Brano da leggere:
Innanzitutto, abbiamo la distinzione tra Progresso Tecnico neutrale e non neutrale, nel senso di Harrod, nel senso di Hicks e nel senso di Solow, le cui differenze saranno oggetto di studio di questo lavoro. Il Progresso Tecnico può essere, inoltre, esogeno o endogeno: nel primo caso, è indipendente dal funzionamento del sistema economico (esso deriva da cause esterne ad esso, e viene considerato “come manna dal cielo”); nel secondo caso, deriva da cause interne al funzionamento del sistema economico: qui, la sua causa, il fattore che lo determina, può prendere diverse forme. Il Progresso Tecnico, ancora, può essere incorporato o non incorporato nello stock di capitale. Quindi, avremo un processo di apprendimento attraverso l’esperienza che accrescere la produttività di un impianto, oppure no. Ciò che caratterizza la differenza sta nella distinzione fra Progresso Tecnico e l’intero investimento in beni capitali. Se invece si vuole mettere in risalto il fatto che diverse “annate” (Vintages) di macchine incorporano generalmente diverse tecnologie, allora si distinguerà l’impatto del progresso tecnico in base all’età delle macchine utilizzate. Infine, c’è la distinzione tra Progresso Tecnico di processo (le innovazioni riguardano il processo produttivo) e il Progresso Tecnico di prodotto (se riguardano nuovi prodotti). È interessante, in questo ultimo tipo di classificazione, la distinzione delle tre fasi di un processo economico: l’invenzione, l’innovazione e la produzione di massa. Nel continuo di questo lavoro, ci occuperemo del primo tipo di classificazione, cioè analizzeremo il Progresso Tecnico come “Factor Augmenting”, il “fattore che incrementa”, rimandando alla letteratura specializzata la rimanente parte delle definizioni date.

IL PROGRESSO TECNICO COME “FACTOR AUGMENTING”

Una espressione [2] ampiamente utilizzata in letteratura nel definire il Progresso Tecnico è Factor Augmenting. Secondo questa definizione, il Progresso Tecnico può essere interpretato come se la quantità dei fattori di produzione fosse stata “aumentata”, anche se nella realtà è rimasta costante. In questa formulazione, la funzione di produzione aggregata è scritta nel seguente modo

Y = F[A(t)·K, B(t)·L]

dove A(t)·K e B(t)·L rappresentano rispettivamente lo “stock di capitale misurato in unità di efficienza” e la “forza di lavoro misurata in unità di efficienza”. Se

A(t) = dA/dt > 0 e B(t) = 1

il Progresso Tecnico è definito Capital Augmenting. Se

B(t) = dB/dt > 0 e A(t) = 1

il Progresso Tecnico è Labour Augmenting. Se

A(t) = dA/dt = dB/dt = B(t)

Dati dell'esercizio:
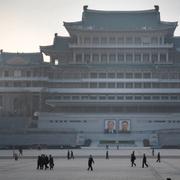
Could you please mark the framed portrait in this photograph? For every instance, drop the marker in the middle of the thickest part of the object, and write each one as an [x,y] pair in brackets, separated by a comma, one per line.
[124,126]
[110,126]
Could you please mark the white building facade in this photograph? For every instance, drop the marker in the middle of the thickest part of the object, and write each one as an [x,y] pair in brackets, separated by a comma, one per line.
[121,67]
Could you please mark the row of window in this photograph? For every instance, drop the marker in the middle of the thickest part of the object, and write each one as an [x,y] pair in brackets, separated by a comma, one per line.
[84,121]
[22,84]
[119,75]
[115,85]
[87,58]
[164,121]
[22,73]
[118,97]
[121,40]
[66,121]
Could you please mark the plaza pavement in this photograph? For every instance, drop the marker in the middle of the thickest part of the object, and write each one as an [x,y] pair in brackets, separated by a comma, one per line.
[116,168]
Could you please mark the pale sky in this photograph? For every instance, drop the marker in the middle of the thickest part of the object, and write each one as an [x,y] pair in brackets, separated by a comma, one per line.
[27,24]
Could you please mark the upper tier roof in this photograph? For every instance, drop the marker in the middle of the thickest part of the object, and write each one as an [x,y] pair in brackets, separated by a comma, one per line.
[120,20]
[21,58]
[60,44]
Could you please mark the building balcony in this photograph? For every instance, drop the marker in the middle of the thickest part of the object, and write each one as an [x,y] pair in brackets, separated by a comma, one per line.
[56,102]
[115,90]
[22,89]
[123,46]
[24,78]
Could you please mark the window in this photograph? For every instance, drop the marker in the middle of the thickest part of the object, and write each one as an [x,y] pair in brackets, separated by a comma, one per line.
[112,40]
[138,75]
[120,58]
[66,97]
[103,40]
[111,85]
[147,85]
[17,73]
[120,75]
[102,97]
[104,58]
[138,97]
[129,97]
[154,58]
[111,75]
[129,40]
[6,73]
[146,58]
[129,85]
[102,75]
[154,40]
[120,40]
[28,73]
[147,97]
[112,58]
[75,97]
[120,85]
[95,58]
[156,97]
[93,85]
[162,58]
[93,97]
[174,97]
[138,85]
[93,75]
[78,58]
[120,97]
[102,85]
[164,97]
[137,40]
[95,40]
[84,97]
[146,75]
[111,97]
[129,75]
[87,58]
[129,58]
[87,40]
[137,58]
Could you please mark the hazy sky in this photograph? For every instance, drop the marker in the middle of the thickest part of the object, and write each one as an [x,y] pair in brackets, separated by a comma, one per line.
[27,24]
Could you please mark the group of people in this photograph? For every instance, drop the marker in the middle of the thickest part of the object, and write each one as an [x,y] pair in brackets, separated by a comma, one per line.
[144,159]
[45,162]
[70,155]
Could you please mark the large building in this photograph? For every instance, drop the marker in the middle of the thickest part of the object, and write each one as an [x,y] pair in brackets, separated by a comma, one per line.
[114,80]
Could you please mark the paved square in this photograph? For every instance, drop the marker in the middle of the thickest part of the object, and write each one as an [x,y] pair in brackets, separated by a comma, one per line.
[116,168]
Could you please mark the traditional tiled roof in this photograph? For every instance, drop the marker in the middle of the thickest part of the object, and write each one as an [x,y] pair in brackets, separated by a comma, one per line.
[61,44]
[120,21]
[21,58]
--
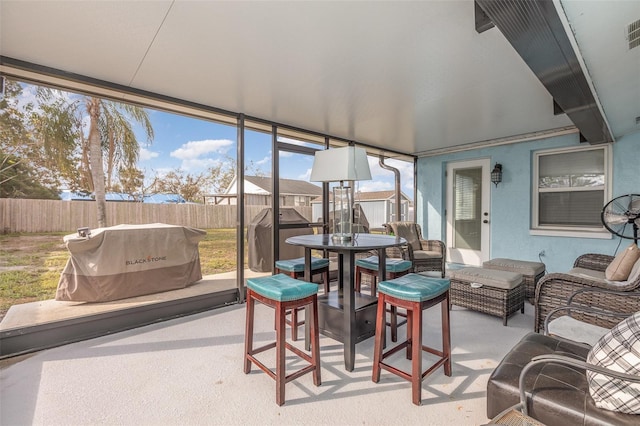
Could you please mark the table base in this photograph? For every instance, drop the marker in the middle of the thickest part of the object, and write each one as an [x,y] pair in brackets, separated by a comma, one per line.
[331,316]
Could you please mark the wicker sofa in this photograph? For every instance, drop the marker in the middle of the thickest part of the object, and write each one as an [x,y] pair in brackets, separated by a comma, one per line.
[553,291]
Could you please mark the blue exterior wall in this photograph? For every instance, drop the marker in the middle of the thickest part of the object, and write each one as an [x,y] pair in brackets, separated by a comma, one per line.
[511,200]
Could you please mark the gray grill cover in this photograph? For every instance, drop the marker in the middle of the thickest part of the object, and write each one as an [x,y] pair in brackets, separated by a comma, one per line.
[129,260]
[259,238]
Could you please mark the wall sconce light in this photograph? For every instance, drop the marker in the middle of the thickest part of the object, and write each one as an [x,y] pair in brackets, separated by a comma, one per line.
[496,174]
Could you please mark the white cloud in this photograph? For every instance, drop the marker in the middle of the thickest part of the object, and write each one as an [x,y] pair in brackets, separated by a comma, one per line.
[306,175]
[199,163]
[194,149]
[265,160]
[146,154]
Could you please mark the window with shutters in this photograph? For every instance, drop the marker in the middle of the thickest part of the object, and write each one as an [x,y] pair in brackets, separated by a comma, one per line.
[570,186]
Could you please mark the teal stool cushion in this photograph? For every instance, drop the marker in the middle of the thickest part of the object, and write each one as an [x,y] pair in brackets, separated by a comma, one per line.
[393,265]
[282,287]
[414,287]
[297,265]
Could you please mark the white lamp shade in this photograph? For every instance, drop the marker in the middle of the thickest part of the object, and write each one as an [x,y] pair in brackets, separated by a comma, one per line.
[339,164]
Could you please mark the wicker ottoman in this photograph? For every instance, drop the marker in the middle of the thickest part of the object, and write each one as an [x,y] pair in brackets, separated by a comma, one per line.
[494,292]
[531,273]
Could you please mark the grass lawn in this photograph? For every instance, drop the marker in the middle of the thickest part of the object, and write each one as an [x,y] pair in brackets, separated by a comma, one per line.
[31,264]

Elenco dei compiti:
(1) Secondo il brano sul progresso tecnico, quali sono le tre fasi di un processo economico?
(2) Raccogli tutte le righe dei record che contengono la stringa "wall".

Risposte ai compiti:
(1) L'invenzione, l'innovazione e la produzione di massa.

(2)
Could you please mark the blue exterior wall in this photograph? For every instance, drop the marker in the middle of the thickest part of the object, and write each one as an [x,y] pair in brackets, separated by a comma, one per line.
Could you please mark the wall sconce light in this photograph? For every instance, drop the marker in the middle of the thickest part of the object, and write each one as an [x,y] pair in brackets, separated by a comma, one per line.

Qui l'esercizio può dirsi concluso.